• _TEXTO DADO_:
■ ■ ■ ■

Em 1941, Belgrado é bombardeada
pelos nazis. Marko e Blacky são dois pseudo-revolucionários,
comunistas, antifascistas da resistência que operam no
mercado negro. Entre eles há uma mulher, Nataljia, e lutarão
pelo seu amor: Marko encerra o amigo e centenas de pessoas numa
cave, porque não é seguro estarem "cá por
cima" enquanto durar a guerra. Para os que viveram no subterrâneo,
a guerra durou mais de 20 anos. Blacky fica lá em baixo,
na "clandestinidade", na "resistência", acreditando cumprir
o dever para com o partido e o país.
Parte I, Guerra - um país entregue às
feras
O bombardeamento atinge o coração
do Jardim Zoológico.
Num cenário caótico de destruição,
mortos-vivos convivem com feras - tigres, leões e elefantes
- e circulam na cidade como se o sangue que cai do céu
fosse o quotidiano.

■ ■ ■ ■

• _INFORMAÇÃO FORNECIDA_:
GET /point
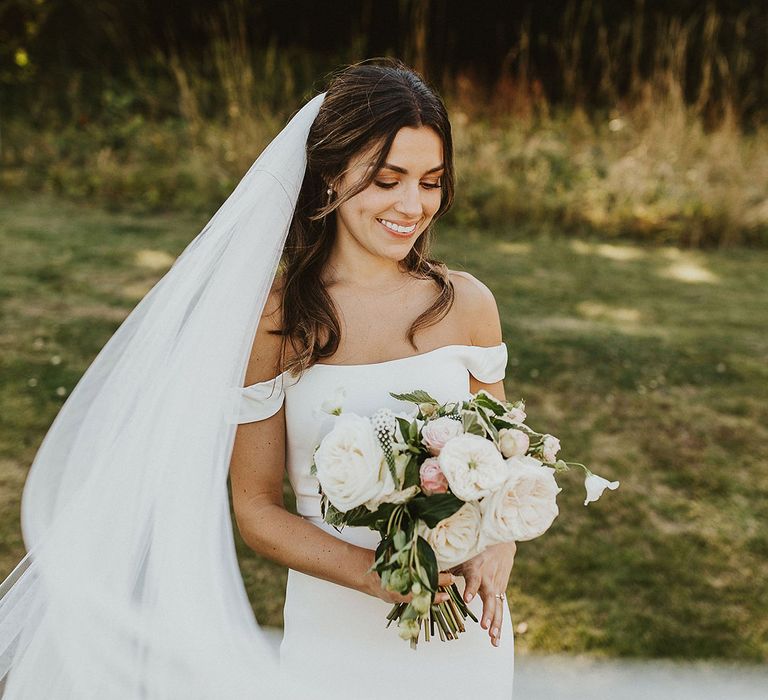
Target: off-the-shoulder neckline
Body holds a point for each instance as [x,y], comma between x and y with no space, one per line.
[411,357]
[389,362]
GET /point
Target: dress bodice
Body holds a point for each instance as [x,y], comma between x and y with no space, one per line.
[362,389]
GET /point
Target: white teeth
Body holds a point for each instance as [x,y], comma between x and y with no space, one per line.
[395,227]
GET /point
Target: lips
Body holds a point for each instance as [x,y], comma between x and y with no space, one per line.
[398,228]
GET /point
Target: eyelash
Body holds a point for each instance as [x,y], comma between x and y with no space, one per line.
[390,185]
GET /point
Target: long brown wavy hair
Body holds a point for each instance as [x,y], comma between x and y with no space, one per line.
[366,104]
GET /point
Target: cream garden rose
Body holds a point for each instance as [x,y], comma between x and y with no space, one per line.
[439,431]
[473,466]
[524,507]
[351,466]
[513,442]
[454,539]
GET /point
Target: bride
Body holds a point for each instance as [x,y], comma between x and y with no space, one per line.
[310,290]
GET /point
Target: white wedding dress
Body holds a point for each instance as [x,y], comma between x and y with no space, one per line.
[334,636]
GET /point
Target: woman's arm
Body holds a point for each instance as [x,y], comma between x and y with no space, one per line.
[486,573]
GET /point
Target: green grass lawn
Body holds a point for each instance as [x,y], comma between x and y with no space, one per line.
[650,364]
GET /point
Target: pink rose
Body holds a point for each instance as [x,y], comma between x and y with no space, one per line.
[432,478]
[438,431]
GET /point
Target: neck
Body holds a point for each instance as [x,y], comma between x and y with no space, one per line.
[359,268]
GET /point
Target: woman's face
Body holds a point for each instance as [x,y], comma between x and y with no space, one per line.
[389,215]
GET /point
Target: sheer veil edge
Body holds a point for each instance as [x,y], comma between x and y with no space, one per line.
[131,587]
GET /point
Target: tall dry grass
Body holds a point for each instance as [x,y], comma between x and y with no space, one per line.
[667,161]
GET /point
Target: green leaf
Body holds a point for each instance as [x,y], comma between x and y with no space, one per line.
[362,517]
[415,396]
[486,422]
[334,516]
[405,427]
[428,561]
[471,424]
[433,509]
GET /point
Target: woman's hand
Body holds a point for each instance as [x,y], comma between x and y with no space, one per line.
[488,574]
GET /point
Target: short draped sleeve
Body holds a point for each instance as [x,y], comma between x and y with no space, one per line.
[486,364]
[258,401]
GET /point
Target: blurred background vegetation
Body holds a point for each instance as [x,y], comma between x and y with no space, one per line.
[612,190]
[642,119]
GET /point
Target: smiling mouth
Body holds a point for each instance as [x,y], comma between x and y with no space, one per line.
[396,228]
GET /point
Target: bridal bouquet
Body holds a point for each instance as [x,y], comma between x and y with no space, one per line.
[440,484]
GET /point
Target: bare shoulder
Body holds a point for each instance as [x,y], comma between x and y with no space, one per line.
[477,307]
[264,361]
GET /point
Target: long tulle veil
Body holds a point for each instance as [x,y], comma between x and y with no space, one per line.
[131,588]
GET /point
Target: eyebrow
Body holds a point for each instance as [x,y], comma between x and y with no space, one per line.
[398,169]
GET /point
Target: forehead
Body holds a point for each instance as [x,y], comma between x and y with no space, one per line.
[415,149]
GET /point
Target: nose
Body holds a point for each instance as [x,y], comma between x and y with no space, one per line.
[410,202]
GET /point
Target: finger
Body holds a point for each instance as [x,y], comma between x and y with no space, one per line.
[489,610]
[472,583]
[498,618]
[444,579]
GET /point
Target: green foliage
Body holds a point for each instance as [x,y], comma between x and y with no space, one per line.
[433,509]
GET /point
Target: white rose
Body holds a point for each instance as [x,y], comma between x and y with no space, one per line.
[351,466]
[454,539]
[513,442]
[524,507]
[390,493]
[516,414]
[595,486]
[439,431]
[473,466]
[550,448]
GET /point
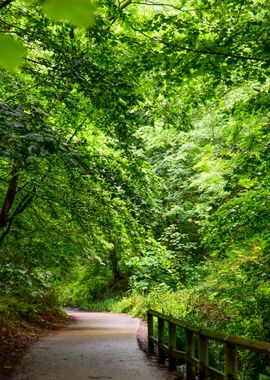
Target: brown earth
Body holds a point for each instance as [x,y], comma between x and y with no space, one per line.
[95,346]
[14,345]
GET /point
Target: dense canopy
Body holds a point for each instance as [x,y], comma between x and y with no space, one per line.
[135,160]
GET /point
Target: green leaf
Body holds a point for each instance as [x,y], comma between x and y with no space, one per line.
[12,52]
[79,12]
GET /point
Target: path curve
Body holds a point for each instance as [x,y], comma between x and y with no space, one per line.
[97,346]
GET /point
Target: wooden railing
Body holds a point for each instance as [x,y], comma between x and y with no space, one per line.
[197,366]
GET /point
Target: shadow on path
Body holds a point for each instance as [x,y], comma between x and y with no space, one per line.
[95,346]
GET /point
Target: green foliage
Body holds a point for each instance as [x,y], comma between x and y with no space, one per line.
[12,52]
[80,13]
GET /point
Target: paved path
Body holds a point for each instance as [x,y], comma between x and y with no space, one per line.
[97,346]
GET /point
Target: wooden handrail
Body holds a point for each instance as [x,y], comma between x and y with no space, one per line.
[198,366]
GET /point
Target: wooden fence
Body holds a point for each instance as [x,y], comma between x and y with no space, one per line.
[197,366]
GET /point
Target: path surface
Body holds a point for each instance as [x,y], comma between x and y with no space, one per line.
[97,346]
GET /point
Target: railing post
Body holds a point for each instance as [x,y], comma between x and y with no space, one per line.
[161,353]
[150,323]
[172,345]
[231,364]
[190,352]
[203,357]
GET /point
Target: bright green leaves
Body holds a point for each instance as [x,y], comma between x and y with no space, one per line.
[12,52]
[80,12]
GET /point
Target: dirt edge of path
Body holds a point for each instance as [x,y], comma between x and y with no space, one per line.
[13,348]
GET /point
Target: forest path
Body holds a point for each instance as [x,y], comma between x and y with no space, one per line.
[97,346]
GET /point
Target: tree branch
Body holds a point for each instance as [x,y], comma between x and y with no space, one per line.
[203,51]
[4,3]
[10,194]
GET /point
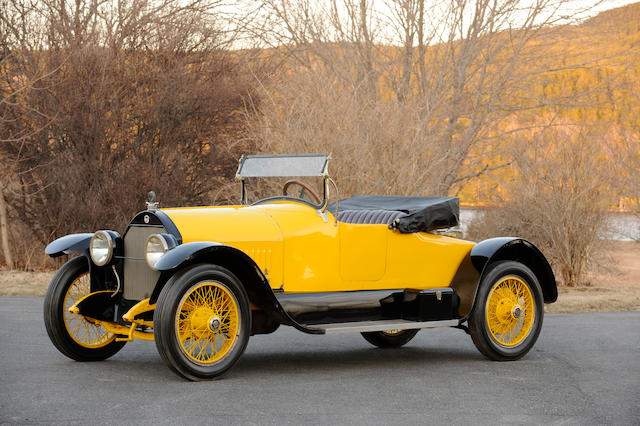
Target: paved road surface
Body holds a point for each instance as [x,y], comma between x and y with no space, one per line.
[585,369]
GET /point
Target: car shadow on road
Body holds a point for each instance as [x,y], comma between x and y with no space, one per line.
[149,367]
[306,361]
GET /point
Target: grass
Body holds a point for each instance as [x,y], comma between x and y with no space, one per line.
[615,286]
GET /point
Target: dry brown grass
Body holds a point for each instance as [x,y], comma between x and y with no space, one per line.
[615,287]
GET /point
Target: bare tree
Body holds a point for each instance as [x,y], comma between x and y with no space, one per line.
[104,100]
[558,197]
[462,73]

■ ■ ■ ■

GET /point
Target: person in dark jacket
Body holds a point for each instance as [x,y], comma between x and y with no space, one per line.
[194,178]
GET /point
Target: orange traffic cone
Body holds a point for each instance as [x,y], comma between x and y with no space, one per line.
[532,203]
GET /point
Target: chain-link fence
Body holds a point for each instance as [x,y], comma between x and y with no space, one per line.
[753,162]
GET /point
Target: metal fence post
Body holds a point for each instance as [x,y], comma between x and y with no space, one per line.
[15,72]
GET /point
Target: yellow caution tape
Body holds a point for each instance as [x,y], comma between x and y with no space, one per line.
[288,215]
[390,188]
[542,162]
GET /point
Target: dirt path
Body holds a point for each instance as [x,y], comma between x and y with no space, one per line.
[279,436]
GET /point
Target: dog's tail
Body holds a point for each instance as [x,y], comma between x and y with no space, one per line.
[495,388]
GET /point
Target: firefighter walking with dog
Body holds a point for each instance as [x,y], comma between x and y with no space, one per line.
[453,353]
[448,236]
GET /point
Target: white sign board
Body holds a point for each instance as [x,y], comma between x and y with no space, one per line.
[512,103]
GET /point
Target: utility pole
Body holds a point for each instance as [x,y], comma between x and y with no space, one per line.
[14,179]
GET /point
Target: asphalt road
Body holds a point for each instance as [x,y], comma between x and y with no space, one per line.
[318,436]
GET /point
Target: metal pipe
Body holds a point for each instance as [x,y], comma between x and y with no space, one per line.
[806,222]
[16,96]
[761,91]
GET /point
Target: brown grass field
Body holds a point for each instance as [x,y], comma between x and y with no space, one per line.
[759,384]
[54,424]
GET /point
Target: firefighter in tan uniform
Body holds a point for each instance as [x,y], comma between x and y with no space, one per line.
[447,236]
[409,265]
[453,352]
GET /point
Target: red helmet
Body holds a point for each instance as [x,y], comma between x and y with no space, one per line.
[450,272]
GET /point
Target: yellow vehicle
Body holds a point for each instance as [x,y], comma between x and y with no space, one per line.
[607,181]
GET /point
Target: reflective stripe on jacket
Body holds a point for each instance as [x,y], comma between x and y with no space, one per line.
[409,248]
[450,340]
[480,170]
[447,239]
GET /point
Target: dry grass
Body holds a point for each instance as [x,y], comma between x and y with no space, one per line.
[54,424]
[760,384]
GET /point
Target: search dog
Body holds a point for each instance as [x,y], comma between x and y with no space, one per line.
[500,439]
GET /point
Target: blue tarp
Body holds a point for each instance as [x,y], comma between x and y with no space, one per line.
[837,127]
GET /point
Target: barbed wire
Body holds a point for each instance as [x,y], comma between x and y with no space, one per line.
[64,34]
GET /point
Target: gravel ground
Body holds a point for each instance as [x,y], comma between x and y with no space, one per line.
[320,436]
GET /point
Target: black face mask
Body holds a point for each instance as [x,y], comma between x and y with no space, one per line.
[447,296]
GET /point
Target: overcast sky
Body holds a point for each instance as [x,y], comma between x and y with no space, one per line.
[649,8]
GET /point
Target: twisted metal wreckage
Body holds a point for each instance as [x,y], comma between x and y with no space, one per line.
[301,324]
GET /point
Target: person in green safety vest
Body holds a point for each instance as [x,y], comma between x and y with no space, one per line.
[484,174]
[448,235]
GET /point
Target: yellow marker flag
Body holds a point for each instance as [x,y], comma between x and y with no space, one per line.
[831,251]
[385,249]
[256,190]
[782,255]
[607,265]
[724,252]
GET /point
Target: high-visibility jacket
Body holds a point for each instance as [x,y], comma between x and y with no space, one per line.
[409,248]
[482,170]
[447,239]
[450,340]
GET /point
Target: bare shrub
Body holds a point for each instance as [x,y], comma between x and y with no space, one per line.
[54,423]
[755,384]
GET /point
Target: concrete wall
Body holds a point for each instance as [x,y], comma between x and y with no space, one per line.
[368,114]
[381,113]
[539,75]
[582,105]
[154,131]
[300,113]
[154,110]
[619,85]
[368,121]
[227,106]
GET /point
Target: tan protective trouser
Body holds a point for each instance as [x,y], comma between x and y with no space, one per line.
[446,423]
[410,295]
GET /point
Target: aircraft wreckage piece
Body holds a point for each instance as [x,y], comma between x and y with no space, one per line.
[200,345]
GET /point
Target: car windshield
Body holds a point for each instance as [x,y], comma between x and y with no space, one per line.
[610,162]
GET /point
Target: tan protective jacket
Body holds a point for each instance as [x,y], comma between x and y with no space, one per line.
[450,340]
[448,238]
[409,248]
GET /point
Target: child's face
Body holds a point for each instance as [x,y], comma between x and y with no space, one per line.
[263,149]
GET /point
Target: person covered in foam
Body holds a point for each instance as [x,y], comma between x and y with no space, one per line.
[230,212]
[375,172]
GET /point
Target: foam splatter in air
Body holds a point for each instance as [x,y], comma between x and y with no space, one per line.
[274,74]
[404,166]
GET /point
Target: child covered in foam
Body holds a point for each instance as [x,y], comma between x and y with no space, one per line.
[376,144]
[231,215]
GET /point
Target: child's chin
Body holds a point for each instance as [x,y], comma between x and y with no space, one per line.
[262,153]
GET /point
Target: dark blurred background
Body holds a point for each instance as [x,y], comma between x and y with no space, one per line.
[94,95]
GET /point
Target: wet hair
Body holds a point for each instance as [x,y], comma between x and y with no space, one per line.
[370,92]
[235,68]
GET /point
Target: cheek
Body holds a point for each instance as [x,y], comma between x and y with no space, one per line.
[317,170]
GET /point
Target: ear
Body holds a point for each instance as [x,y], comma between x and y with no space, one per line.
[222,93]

■ ■ ■ ■

• _DETALHES DA TAREFA_: Transcreva na íntegra o texto sobre o bombardeamento de Belgrado em 1941, sem lhe alterar nada. Os itens apresentados provêm de uma fonte diferente da do texto.

• _RESULTADO ESPERADO_:
Em 1941, Belgrado é bombardeada
pelos nazis. Marko e Blacky são dois pseudo-revolucionários,
comunistas, antifascistas da resistência que operam no
mercado negro. Entre eles há uma mulher, Nataljia, e lutarão
pelo seu amor: Marko encerra o amigo e centenas de pessoas numa
cave, porque não é seguro estarem "cá por
cima" enquanto durar a guerra. Para os que viveram no subterrâneo,
a guerra durou mais de 20 anos. Blacky fica lá em baixo,
na "clandestinidade", na "resistência", acreditando cumprir
o dever para com o partido e o país.
Parte I, Guerra - um país entregue às
feras
O bombardeamento atinge o coração
do Jardim Zoológico.
Num cenário caótico de destruição,
mortos-vivos convivem com feras - tigres, leões e elefantes
- e circulam na cidade como se o sangue que cai do céu
fosse o quotidiano.